- Your instructions
Copy the data as given. No line may be skipped.

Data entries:
━━━━━━━━━━━━━━━━━━━━
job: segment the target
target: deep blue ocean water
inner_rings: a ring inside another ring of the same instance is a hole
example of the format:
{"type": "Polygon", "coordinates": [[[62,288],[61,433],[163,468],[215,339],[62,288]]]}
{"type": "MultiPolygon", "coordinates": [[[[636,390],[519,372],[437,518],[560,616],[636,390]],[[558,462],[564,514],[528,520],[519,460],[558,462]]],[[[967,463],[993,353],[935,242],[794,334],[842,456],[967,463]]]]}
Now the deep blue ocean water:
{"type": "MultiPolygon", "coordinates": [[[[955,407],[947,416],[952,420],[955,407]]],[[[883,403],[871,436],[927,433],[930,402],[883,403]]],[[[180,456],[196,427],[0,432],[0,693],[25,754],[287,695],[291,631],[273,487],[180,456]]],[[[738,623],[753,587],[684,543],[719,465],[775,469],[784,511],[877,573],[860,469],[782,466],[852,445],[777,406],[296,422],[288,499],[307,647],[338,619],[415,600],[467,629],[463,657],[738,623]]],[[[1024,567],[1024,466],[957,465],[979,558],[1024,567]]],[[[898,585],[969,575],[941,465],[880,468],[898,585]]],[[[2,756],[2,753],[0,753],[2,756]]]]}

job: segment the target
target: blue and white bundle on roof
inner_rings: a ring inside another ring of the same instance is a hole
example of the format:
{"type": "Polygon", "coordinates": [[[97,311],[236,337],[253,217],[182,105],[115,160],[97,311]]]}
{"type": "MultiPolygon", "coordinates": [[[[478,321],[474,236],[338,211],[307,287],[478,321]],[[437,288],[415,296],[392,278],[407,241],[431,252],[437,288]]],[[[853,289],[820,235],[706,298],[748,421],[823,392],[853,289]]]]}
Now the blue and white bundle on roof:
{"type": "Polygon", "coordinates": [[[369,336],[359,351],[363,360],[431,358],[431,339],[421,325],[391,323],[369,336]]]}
━━━━━━━━━━━━━━━━━━━━
- Response below
job: segment the target
target: deep blue ocean water
inner_rings: a ring inside another ring of the same instance is a hole
example of the format:
{"type": "Polygon", "coordinates": [[[62,288],[61,433],[163,468],[215,339],[62,288]]]}
{"type": "MultiPolygon", "coordinates": [[[[636,390],[519,372],[437,518],[560,616],[636,390]],[[558,462],[564,514],[528,520],[519,460],[558,462]]],[[[967,463],[993,353],[935,242],[794,334],[842,456],[967,463]]]]}
Now the deep blue ocean water:
{"type": "MultiPolygon", "coordinates": [[[[955,407],[947,416],[952,420],[955,407]]],[[[883,403],[871,436],[927,433],[930,402],[883,403]]],[[[180,456],[196,427],[0,432],[0,693],[25,754],[287,695],[291,631],[273,487],[180,456]]],[[[738,623],[753,587],[684,543],[719,465],[775,469],[784,511],[877,573],[860,469],[782,466],[852,445],[777,406],[296,422],[288,499],[307,647],[338,619],[415,600],[467,629],[463,657],[738,623]]],[[[1024,567],[1024,466],[957,465],[979,558],[1024,567]]],[[[898,585],[969,575],[941,465],[880,468],[898,585]]],[[[2,756],[2,753],[0,753],[2,756]]]]}

job: segment the target
target: blue and white bundle on roof
inner_rings: a ring inside another ring of the same instance is a hole
example of the format:
{"type": "Polygon", "coordinates": [[[97,311],[236,337],[253,217],[182,105],[115,160],[97,311]]]}
{"type": "MultiPolygon", "coordinates": [[[[478,321],[474,236],[338,211],[307,287],[478,321]],[[437,288],[415,296],[392,278],[407,241],[431,252],[437,288]]],[[[853,289],[820,235],[706,298],[748,421],[823,392],[853,289]]]]}
Now the blue and white bundle on roof:
{"type": "Polygon", "coordinates": [[[369,336],[359,351],[363,360],[431,358],[431,339],[421,325],[391,323],[369,336]]]}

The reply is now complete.